#### The task
Copy each of the records below word for word, leaving out the pictures.

#### Material
>> Start
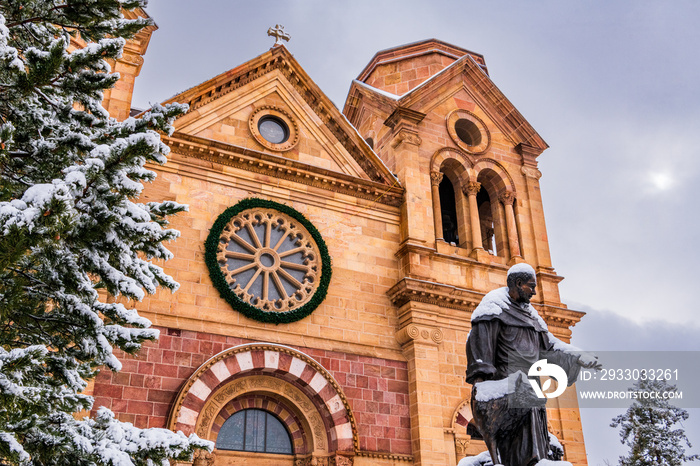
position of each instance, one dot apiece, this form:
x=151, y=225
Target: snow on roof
x=368, y=146
x=431, y=78
x=377, y=90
>> End
#### Exercise response
position of each instance, one dot apiece, this form:
x=151, y=225
Target: snow on roof
x=368, y=146
x=431, y=78
x=377, y=90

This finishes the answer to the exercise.